Excerpts of annotation records:
□ □ □ □ □ □ □

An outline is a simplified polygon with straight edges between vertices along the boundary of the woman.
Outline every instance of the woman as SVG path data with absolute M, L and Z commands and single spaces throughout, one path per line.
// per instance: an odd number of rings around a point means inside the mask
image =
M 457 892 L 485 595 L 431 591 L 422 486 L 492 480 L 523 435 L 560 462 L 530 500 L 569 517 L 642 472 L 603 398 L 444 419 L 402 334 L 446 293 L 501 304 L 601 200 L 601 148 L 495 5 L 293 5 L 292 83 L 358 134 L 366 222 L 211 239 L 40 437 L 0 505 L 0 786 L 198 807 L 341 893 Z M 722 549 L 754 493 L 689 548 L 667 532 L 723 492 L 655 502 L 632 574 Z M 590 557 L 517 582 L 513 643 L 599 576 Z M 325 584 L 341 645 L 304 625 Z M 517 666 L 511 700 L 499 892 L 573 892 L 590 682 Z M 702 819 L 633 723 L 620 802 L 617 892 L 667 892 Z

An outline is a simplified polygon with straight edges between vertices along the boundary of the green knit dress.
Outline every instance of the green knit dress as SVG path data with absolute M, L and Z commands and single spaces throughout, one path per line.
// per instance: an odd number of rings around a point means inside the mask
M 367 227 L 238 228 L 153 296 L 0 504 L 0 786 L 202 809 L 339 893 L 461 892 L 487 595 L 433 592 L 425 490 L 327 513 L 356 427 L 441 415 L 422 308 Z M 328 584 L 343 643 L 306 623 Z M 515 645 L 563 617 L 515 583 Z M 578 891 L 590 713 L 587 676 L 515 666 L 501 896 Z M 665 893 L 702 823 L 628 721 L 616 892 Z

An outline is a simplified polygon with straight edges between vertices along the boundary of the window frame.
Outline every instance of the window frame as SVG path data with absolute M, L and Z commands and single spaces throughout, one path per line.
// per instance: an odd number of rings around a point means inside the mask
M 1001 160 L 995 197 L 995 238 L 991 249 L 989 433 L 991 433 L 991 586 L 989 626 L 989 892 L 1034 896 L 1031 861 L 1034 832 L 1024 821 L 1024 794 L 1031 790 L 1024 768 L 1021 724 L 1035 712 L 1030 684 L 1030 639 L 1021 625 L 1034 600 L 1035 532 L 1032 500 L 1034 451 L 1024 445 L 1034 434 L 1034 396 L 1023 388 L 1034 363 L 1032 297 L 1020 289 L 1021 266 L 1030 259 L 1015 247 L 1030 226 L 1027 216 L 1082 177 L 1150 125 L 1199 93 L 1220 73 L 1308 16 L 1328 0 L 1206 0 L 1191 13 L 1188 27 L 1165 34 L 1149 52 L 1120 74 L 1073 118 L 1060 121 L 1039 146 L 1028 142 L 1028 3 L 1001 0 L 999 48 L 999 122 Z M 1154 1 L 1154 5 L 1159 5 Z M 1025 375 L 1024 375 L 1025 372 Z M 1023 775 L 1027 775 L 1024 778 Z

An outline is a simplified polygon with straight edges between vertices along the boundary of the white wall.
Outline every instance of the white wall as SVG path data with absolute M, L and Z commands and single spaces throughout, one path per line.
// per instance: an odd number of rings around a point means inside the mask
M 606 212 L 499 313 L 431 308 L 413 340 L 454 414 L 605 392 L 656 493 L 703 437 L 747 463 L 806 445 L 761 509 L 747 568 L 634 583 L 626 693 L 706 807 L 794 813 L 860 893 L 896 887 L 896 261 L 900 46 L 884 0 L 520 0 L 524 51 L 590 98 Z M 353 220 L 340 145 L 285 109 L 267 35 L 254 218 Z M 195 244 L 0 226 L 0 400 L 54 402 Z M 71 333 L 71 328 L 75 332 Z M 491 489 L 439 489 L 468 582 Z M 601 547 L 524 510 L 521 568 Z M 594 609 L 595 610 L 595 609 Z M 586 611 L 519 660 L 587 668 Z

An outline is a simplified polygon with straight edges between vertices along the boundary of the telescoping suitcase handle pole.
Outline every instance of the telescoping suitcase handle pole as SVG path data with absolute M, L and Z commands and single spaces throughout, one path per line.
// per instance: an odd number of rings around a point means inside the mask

□ □ □ □ □ □ □

#### To be done:
Output the entries between the lines holding "green knit dress." and "M 367 227 L", inclusive, as a two-column CSV with the header entry_text,entry_answer and one row per entry. Put the entry's text and its answer each in a single quoted field, with line breaks replaced by spaces.

#### Output:
entry_text,entry_answer
"An outline is a simplified polygon with straight edges between vertices along the boundary of the green knit dress. Outline every instance of the green knit dress as SVG path data with absolute M, L and Z commands and single spaces throughout, one path per line. // per instance: an odd number of rings around a point means inside the mask","M 367 227 L 238 228 L 153 296 L 0 504 L 0 786 L 202 809 L 339 893 L 461 892 L 487 595 L 433 592 L 425 490 L 327 513 L 356 427 L 441 415 L 422 308 Z M 328 584 L 343 643 L 306 623 Z M 515 645 L 563 617 L 515 583 Z M 578 891 L 590 713 L 587 676 L 515 666 L 501 896 Z M 665 893 L 702 823 L 628 721 L 616 892 Z"